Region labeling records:
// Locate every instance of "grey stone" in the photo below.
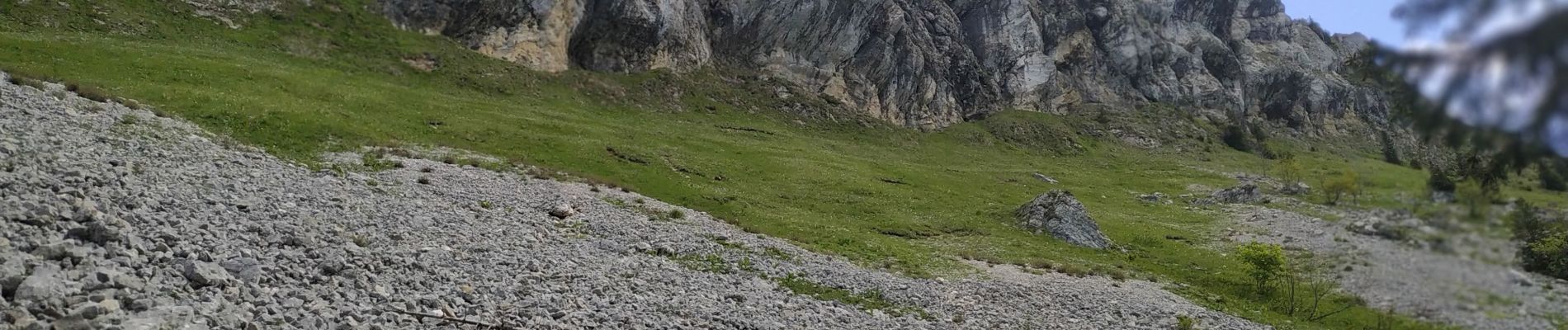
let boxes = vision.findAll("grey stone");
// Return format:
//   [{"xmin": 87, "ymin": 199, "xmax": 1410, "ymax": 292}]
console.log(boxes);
[
  {"xmin": 181, "ymin": 260, "xmax": 234, "ymax": 288},
  {"xmin": 550, "ymin": 203, "xmax": 577, "ymax": 219},
  {"xmin": 14, "ymin": 264, "xmax": 80, "ymax": 302},
  {"xmin": 66, "ymin": 220, "xmax": 120, "ymax": 246},
  {"xmin": 221, "ymin": 257, "xmax": 263, "ymax": 281},
  {"xmin": 1016, "ymin": 189, "xmax": 1110, "ymax": 248}
]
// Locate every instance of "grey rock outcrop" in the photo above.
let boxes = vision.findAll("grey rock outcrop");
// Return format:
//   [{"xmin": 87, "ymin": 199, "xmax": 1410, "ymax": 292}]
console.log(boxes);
[
  {"xmin": 380, "ymin": 0, "xmax": 1388, "ymax": 134},
  {"xmin": 1211, "ymin": 183, "xmax": 1267, "ymax": 203},
  {"xmin": 1016, "ymin": 189, "xmax": 1110, "ymax": 248}
]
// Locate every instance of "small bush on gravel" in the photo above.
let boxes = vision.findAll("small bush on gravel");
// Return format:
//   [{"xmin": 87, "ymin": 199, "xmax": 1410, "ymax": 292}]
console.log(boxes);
[
  {"xmin": 775, "ymin": 274, "xmax": 933, "ymax": 321},
  {"xmin": 359, "ymin": 152, "xmax": 403, "ymax": 172},
  {"xmin": 1324, "ymin": 171, "xmax": 1361, "ymax": 205},
  {"xmin": 1057, "ymin": 264, "xmax": 1094, "ymax": 277},
  {"xmin": 1427, "ymin": 171, "xmax": 1458, "ymax": 192},
  {"xmin": 1235, "ymin": 243, "xmax": 1286, "ymax": 294},
  {"xmin": 66, "ymin": 82, "xmax": 115, "ymax": 101},
  {"xmin": 1176, "ymin": 314, "xmax": 1198, "ymax": 330},
  {"xmin": 1509, "ymin": 203, "xmax": 1568, "ymax": 280}
]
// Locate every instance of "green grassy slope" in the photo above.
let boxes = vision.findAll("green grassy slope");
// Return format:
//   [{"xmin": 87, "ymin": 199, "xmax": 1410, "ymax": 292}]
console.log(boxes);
[{"xmin": 0, "ymin": 0, "xmax": 1542, "ymax": 328}]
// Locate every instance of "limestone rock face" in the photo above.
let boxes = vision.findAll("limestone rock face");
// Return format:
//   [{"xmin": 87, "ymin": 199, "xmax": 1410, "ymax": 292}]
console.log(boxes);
[{"xmin": 381, "ymin": 0, "xmax": 1388, "ymax": 134}]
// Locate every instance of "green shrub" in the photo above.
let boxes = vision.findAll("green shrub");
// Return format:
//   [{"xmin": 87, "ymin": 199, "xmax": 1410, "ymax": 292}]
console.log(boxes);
[
  {"xmin": 1324, "ymin": 171, "xmax": 1361, "ymax": 205},
  {"xmin": 1176, "ymin": 314, "xmax": 1198, "ymax": 330},
  {"xmin": 1427, "ymin": 169, "xmax": 1458, "ymax": 192},
  {"xmin": 1235, "ymin": 243, "xmax": 1286, "ymax": 293},
  {"xmin": 1537, "ymin": 159, "xmax": 1568, "ymax": 191},
  {"xmin": 1509, "ymin": 203, "xmax": 1568, "ymax": 280}
]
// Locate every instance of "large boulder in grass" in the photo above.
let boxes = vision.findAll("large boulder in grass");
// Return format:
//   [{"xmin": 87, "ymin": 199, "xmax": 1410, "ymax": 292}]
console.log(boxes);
[
  {"xmin": 1018, "ymin": 189, "xmax": 1110, "ymax": 248},
  {"xmin": 1212, "ymin": 183, "xmax": 1268, "ymax": 203}
]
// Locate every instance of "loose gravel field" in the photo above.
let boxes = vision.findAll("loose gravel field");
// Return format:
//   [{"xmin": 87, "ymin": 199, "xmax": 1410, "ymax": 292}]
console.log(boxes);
[{"xmin": 0, "ymin": 73, "xmax": 1263, "ymax": 328}]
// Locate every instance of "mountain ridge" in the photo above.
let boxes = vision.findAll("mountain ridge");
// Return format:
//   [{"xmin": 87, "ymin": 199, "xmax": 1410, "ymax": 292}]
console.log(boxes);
[{"xmin": 381, "ymin": 0, "xmax": 1389, "ymax": 136}]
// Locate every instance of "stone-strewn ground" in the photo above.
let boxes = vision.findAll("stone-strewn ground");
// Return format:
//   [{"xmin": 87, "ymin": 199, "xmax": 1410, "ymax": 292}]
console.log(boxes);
[{"xmin": 0, "ymin": 76, "xmax": 1263, "ymax": 328}]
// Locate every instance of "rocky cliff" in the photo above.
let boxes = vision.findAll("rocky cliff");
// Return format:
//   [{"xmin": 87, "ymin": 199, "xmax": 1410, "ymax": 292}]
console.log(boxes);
[{"xmin": 381, "ymin": 0, "xmax": 1388, "ymax": 134}]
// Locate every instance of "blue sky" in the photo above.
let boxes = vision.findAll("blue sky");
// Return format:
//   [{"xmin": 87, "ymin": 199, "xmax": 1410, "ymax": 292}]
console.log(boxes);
[{"xmin": 1284, "ymin": 0, "xmax": 1405, "ymax": 45}]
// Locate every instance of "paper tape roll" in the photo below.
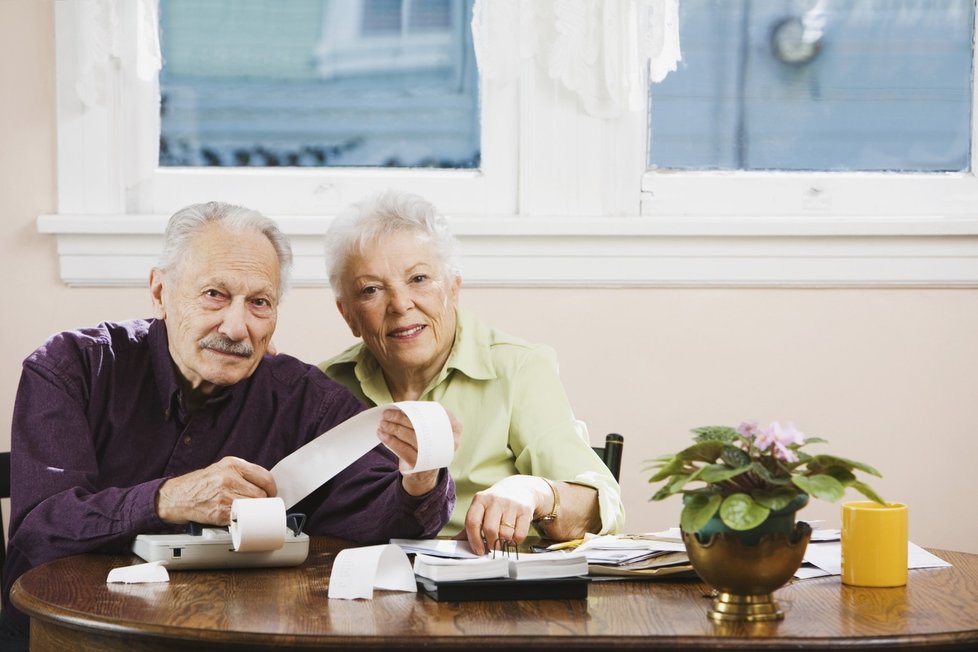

=== Instructions to follow ===
List every line in the listing above that contains the string "below", treating uppercase and lowercase as different.

=== Output for this exercise ===
// Locate every instance of "grey stone" in the photo below.
// Locate every instance of "paper tape roll" in the photo below.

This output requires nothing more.